--- begin Excerpted passage ---
I think the issue with it is that its different for everyone. Two in nappies was easy. Better than a new baby and a toilet training toddler. In my opinion. When you are ready go for it.
Your body will let you have a baby when its ready. Generally it wont when you aren’t.
Good luck. Enjoy your current one and don’t wish him away for the next one. Something I am guilty of often enough to say to try and stear away from that.
February 29th, 2008 at 9:18 am
by the time i give birth to my second son in a few weeks time, my first born would be about 17 months. we didn’t plan my second pregnancy, but we’re so happy we were given another blessing when we know a lot of people having a hard time having just one.
and i agree, if you wait until you can afford another one, you’ll end up not having that another one at all. this is just one of the many things that we have no control over.
February 29th, 2008 at 12:14 pm
God decided for us. I found myself pregnant with Isaac while on birth control pills. Eric was just over 2 when he was born and I won’t lie, it wasn’t easy. And no he was NOT potty trained before Isaac came along. I don’t think it will be a walk in the park no matter what the spacing is. If your ready than go for it.
Also if you want to know about temping and charing to TTC let me know. It works awesome!
~Jess~
Eric (5)
Isaac (2)
Baby # 3 EDD 10.9.08!
--- end Excerpted passage ---
(Goal A):
Write out the stretch from "I think the" through "away from that." in the comments on spacing children, replacing "toddler" with "preschooler".
(Goal B):
Pick out every line in the rows that contains the word "stadium".
--- begin Available records ---
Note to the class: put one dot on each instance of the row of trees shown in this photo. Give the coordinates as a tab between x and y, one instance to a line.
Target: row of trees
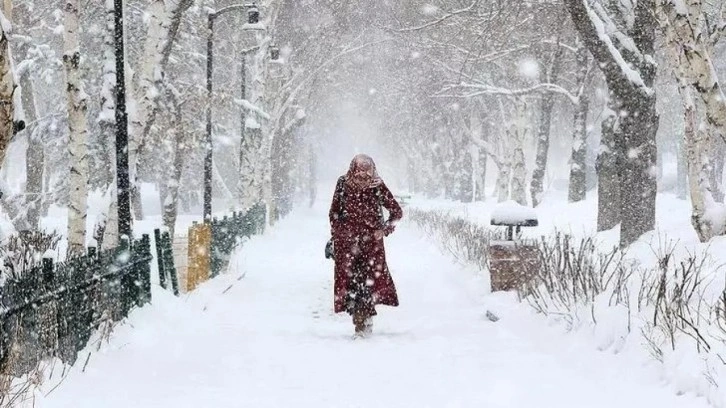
62	56
530	89
534	89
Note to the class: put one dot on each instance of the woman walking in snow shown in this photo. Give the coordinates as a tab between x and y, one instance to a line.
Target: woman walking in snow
362	279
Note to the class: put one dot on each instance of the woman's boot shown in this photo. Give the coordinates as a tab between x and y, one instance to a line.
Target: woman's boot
359	321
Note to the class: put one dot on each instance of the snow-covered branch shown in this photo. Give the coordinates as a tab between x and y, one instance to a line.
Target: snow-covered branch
441	19
479	90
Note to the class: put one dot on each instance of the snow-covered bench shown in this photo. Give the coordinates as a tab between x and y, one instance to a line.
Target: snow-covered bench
512	262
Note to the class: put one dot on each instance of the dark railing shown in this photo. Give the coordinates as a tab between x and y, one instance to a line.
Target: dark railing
228	231
51	310
165	261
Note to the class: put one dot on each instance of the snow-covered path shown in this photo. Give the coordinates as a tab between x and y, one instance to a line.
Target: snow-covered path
271	340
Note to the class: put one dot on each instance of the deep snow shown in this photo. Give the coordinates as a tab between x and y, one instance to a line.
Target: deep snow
264	335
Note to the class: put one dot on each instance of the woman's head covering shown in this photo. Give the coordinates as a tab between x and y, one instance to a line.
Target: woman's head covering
362	173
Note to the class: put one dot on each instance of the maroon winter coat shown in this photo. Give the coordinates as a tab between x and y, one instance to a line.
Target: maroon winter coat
361	221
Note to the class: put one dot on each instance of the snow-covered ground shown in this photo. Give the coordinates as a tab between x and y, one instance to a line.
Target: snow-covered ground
264	335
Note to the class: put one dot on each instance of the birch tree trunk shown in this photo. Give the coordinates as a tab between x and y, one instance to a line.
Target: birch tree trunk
543	132
164	21
78	130
109	228
7	91
34	155
578	165
519	165
608	192
697	142
717	164
690	46
682	171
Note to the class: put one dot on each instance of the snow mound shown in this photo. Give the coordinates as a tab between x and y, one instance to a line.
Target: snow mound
513	213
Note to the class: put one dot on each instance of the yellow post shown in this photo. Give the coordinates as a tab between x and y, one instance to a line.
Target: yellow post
200	240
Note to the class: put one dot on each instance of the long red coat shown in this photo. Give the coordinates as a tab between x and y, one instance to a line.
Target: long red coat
353	237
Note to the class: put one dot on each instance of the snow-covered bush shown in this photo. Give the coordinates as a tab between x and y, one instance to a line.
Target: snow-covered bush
673	310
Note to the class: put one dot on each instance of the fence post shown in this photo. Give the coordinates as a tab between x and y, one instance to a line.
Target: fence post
160	258
123	263
144	270
214	248
168	258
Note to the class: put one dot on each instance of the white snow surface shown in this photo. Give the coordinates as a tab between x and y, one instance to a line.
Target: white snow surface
264	335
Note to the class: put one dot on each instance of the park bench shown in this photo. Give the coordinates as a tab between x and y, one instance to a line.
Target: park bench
513	262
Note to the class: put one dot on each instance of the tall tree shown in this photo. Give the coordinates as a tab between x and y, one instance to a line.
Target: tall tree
624	50
690	40
78	129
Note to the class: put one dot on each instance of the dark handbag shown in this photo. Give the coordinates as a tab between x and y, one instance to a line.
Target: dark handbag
329	249
339	190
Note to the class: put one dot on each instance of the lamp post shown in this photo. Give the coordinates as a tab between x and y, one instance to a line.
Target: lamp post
253	17
122	136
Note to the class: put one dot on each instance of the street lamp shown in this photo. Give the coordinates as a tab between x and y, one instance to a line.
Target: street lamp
122	136
253	18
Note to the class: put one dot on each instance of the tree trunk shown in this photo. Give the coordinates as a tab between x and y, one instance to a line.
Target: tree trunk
682	170
164	21
543	133
578	158
519	165
34	155
78	130
7	90
608	208
108	225
578	165
716	175
629	69
312	175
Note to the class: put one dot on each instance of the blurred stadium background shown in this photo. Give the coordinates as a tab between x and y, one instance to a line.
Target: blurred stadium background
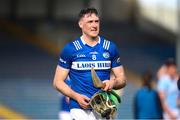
32	33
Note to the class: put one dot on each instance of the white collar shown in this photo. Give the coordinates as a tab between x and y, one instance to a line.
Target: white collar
85	42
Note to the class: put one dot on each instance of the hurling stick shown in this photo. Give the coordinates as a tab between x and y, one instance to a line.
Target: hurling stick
96	81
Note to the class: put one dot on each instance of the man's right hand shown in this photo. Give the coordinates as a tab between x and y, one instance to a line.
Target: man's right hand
83	100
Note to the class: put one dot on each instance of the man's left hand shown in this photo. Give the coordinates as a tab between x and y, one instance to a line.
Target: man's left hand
108	85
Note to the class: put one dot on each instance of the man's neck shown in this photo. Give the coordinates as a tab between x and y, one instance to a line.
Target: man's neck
91	41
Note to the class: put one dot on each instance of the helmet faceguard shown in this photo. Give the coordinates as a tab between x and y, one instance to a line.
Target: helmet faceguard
105	103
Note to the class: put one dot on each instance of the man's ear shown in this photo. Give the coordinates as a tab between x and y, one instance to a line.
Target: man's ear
80	24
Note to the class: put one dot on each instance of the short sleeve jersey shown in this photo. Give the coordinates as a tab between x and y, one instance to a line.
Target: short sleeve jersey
79	58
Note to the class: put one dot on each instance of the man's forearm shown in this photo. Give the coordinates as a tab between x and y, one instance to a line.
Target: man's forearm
65	89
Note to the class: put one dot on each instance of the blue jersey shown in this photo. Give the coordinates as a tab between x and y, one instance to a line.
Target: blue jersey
79	58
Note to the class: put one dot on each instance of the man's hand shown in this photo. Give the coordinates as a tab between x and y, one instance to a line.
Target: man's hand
108	85
83	101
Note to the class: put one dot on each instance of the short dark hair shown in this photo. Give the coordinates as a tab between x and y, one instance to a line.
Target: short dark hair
85	11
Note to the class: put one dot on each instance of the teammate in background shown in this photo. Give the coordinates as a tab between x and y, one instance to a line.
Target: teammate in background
168	91
147	104
76	60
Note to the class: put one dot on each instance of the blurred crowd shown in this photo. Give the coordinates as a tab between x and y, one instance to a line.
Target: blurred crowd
162	99
155	99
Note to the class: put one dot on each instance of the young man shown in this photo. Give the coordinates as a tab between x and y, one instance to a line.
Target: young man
76	60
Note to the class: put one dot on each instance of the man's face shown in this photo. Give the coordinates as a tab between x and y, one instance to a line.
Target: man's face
90	25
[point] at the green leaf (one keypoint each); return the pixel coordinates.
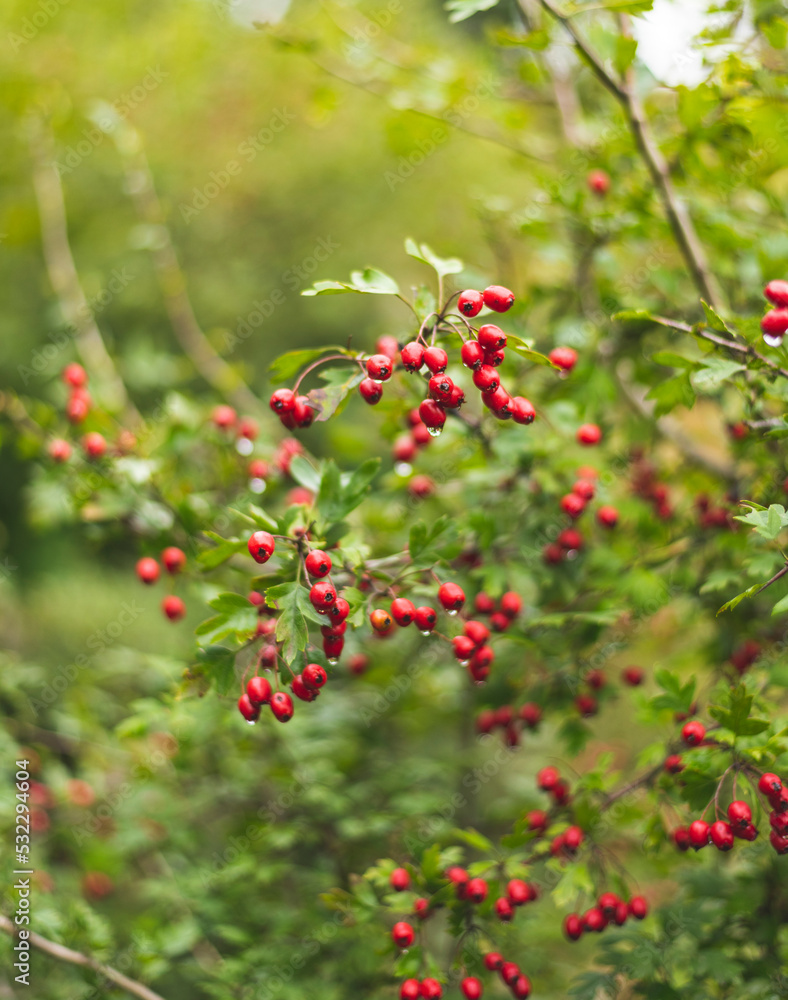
--- end Available records ---
(Task answer A):
I think the issue with it is that its different for everyone. Two in nappies was easy. Better than a new baby and a toilet training preschooler. In my opinion. When you are ready go for it.
Your body will let you have a baby when its ready. Generally it wont when you aren’t.
Good luck. Enjoy your current one and don’t wish him away for the next one. Something I am guilty of often enough to say to try and stear away from that.

(Task answer B):
Note to the class: put one dot on each instance of the blurred stadium background shown in this photo. Give the coordinates as a tab between x and y, one instance to a line.
Target: blurred stadium background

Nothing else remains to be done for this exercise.